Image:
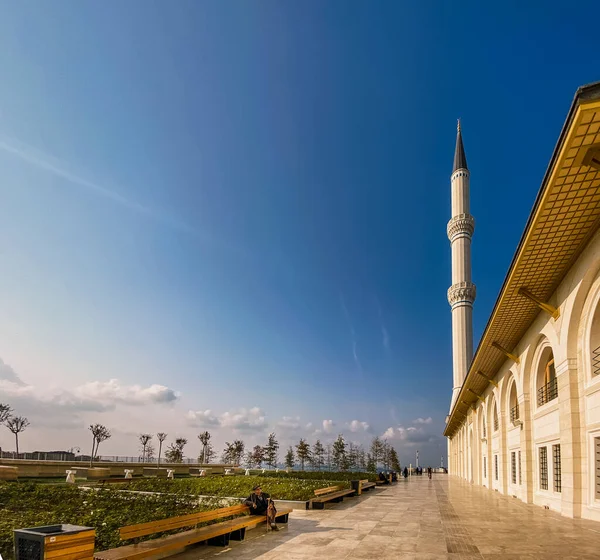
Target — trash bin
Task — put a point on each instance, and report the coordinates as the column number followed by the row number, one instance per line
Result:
column 55, row 542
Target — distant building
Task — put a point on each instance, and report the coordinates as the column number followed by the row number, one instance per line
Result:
column 525, row 409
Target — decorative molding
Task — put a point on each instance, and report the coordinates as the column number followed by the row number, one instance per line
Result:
column 461, row 224
column 462, row 292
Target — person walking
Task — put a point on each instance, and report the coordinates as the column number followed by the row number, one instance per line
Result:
column 261, row 504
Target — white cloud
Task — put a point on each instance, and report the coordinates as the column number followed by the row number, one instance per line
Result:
column 244, row 420
column 358, row 426
column 114, row 391
column 328, row 426
column 388, row 434
column 289, row 423
column 202, row 418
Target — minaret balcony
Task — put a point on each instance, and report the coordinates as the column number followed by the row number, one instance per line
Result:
column 461, row 225
column 462, row 293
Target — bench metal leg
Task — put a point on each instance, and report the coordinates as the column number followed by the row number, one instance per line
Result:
column 221, row 540
column 282, row 518
column 238, row 535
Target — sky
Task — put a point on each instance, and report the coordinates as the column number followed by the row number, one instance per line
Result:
column 231, row 216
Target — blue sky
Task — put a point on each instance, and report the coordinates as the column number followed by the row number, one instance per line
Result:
column 241, row 207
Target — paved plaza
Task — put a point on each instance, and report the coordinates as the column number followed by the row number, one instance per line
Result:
column 422, row 519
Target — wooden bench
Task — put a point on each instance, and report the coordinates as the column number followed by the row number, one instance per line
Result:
column 104, row 481
column 216, row 533
column 330, row 494
column 366, row 485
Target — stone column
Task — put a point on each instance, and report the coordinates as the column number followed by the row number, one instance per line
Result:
column 527, row 458
column 571, row 438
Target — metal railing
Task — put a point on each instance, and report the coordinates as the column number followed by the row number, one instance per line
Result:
column 548, row 392
column 596, row 361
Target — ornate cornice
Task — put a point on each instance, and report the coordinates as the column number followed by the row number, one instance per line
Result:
column 463, row 224
column 463, row 293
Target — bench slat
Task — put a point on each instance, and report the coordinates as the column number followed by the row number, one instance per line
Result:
column 333, row 495
column 151, row 527
column 180, row 540
column 321, row 491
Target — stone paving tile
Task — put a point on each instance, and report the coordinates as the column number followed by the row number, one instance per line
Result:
column 420, row 519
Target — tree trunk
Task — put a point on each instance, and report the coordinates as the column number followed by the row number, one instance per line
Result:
column 92, row 455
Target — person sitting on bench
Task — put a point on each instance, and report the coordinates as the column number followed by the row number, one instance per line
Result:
column 261, row 504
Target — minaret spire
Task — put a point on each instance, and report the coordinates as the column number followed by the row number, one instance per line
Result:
column 460, row 160
column 461, row 293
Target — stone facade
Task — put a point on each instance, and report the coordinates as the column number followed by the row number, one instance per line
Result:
column 534, row 431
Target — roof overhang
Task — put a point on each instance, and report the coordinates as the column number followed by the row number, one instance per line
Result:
column 565, row 216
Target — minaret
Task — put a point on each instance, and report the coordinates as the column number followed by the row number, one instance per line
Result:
column 461, row 294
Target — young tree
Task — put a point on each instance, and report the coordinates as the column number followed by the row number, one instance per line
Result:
column 144, row 440
column 258, row 455
column 161, row 436
column 376, row 450
column 371, row 466
column 174, row 453
column 385, row 455
column 352, row 456
column 100, row 433
column 204, row 438
column 238, row 451
column 289, row 458
column 150, row 451
column 302, row 452
column 5, row 413
column 271, row 451
column 17, row 424
column 394, row 461
column 228, row 453
column 328, row 457
column 339, row 458
column 318, row 454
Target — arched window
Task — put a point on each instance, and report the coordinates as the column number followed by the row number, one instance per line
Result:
column 547, row 387
column 484, row 427
column 495, row 417
column 513, row 404
column 595, row 342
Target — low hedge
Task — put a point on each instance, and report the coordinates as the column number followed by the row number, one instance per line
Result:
column 27, row 504
column 322, row 475
column 282, row 488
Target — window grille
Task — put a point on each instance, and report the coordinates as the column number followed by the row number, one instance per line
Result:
column 543, row 468
column 597, row 469
column 548, row 392
column 556, row 463
column 596, row 361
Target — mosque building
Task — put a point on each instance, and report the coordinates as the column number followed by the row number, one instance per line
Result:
column 525, row 412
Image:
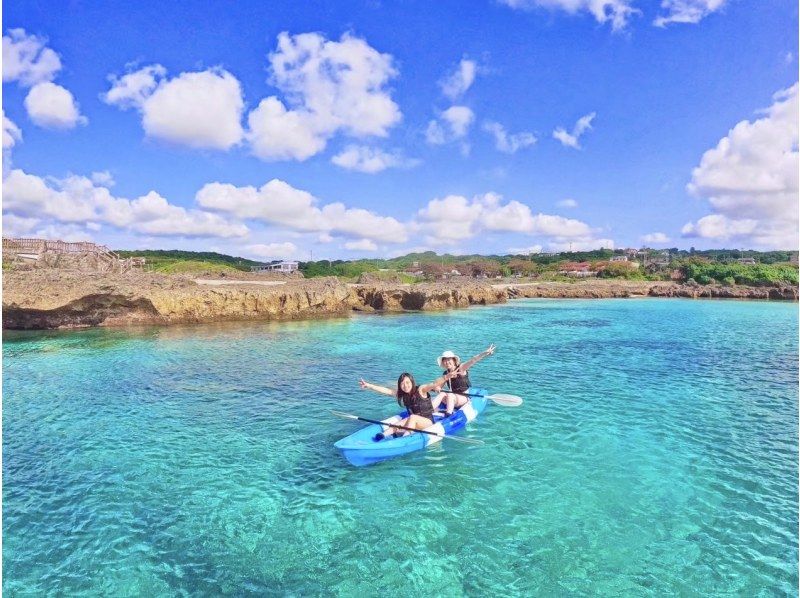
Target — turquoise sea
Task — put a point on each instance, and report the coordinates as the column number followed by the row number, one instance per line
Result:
column 655, row 454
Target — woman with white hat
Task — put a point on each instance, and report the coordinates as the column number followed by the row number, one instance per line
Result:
column 460, row 382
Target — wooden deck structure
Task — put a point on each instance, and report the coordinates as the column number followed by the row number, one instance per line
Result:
column 85, row 256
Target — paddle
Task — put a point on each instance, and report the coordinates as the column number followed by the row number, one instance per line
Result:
column 500, row 399
column 373, row 421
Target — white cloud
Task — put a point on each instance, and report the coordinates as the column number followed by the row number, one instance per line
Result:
column 453, row 124
column 103, row 179
column 71, row 233
column 572, row 139
column 53, row 107
column 751, row 180
column 11, row 133
column 77, row 199
column 508, row 143
column 687, row 11
column 279, row 134
column 133, row 89
column 370, row 160
column 362, row 245
column 718, row 226
column 655, row 238
column 616, row 12
column 197, row 109
column 455, row 218
column 459, row 81
column 581, row 245
column 271, row 251
column 330, row 87
column 277, row 202
column 27, row 60
column 459, row 119
column 525, row 250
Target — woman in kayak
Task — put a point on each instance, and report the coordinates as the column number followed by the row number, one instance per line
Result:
column 414, row 398
column 460, row 381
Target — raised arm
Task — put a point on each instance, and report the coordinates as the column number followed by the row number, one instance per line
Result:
column 436, row 384
column 468, row 364
column 374, row 387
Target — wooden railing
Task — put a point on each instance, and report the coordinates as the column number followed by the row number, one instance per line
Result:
column 40, row 247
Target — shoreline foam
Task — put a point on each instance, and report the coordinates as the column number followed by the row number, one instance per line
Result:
column 50, row 299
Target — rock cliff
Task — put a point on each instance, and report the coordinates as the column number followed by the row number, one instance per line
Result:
column 45, row 299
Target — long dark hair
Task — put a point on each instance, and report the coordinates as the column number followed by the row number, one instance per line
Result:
column 402, row 396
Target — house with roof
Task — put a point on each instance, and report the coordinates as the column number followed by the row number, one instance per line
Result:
column 283, row 267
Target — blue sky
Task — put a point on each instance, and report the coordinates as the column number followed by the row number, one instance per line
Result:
column 371, row 128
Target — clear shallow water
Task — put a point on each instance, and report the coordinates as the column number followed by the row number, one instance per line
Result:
column 656, row 453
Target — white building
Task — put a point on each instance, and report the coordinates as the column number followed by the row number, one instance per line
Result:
column 284, row 267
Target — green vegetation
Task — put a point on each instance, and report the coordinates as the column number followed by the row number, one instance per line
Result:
column 704, row 267
column 192, row 267
column 734, row 273
column 160, row 259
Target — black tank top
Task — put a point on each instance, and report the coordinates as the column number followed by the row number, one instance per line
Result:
column 459, row 383
column 419, row 405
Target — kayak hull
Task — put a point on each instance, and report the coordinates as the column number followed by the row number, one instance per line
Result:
column 361, row 449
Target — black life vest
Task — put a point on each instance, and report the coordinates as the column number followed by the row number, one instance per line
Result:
column 418, row 405
column 459, row 383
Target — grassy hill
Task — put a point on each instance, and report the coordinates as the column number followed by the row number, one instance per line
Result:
column 175, row 261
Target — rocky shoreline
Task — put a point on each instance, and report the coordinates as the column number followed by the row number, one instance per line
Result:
column 50, row 299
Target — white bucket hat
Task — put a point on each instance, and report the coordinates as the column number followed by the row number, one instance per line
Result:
column 448, row 355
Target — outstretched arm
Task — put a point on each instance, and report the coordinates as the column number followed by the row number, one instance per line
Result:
column 374, row 387
column 437, row 384
column 468, row 364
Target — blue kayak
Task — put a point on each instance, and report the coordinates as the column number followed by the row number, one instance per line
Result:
column 360, row 448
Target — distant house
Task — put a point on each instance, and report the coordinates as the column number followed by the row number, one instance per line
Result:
column 660, row 259
column 283, row 267
column 577, row 269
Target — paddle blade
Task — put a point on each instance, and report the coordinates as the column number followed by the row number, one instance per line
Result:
column 342, row 414
column 506, row 400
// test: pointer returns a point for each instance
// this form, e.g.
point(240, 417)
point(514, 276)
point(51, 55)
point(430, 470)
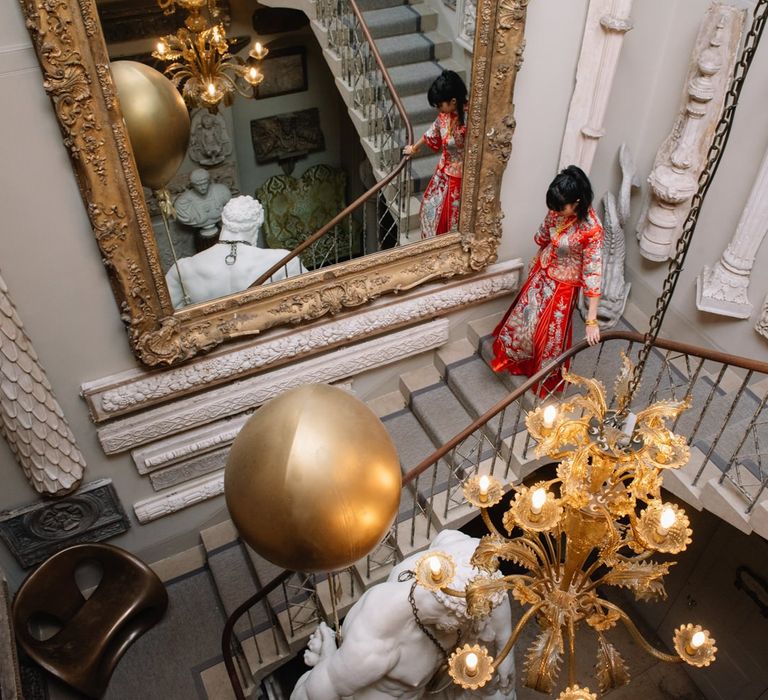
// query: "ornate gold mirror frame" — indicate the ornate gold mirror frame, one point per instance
point(70, 46)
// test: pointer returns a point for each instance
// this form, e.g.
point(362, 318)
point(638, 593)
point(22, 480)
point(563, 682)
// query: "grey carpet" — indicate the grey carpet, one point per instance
point(392, 21)
point(413, 445)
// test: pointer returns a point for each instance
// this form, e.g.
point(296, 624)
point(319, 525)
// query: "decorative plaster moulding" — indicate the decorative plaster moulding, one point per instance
point(247, 394)
point(137, 390)
point(607, 23)
point(681, 157)
point(723, 289)
point(31, 419)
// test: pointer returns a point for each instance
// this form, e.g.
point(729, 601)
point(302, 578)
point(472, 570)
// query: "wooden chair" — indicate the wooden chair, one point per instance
point(96, 631)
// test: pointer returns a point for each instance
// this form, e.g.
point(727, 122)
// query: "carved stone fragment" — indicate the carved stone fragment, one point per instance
point(33, 533)
point(723, 289)
point(607, 23)
point(614, 287)
point(681, 157)
point(31, 419)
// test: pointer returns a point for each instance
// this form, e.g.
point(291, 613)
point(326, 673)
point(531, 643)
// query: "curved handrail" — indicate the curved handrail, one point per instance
point(373, 190)
point(673, 345)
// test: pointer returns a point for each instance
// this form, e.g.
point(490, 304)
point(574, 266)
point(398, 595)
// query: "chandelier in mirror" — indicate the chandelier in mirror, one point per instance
point(200, 64)
point(598, 523)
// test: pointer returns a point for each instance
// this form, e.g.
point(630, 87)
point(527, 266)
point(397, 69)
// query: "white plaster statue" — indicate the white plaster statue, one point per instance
point(614, 288)
point(201, 205)
point(233, 263)
point(209, 142)
point(723, 289)
point(606, 24)
point(681, 158)
point(384, 652)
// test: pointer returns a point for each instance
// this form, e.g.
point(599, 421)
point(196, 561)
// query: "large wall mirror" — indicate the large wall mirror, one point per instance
point(312, 130)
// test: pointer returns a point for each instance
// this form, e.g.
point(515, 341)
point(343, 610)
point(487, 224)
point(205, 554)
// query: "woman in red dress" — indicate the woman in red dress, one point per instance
point(537, 328)
point(440, 205)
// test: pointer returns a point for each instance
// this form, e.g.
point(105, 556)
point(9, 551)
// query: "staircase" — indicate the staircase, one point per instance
point(414, 54)
point(437, 402)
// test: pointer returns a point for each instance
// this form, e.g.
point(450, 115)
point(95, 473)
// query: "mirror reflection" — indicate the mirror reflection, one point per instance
point(291, 121)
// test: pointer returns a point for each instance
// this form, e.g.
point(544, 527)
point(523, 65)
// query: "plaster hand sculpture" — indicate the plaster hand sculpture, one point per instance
point(210, 143)
point(384, 652)
point(233, 263)
point(201, 205)
point(615, 289)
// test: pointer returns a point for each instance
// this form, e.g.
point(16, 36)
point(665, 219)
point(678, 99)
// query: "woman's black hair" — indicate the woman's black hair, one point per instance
point(570, 186)
point(449, 86)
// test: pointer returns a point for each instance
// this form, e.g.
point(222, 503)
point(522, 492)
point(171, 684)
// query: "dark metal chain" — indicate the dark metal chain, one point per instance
point(405, 576)
point(714, 156)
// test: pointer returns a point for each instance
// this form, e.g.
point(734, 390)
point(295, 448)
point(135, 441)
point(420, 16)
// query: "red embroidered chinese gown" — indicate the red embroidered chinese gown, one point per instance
point(537, 327)
point(440, 204)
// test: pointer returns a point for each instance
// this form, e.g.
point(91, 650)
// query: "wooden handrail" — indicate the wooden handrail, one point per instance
point(673, 345)
point(378, 186)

--- --- ---

PROBLEM DESCRIPTION — Print the lines of the records unchanged, starting at the line that contains "Target — wooden railing" and ending at the line that contains "column 402, row 396", with both of those lines included.

TASK RESPONSE —
Target — wooden railing
Task — put a point on each instance, and report the coordinates as the column number followed by the row number, one instance per line
Result:
column 40, row 247
Target — shoreline foam
Task — put a point on each instance, and report the coordinates as the column number followed by the row number, one instance per line
Result:
column 50, row 299
Target — rock cliff
Task — put a point on each instance, and report the coordinates as the column number followed by the row number, one instance per line
Result:
column 45, row 299
Target — long dark hair
Task — put a point on each instance, and report the coordinates as the column number followed by the row number, one instance per line
Result:
column 402, row 396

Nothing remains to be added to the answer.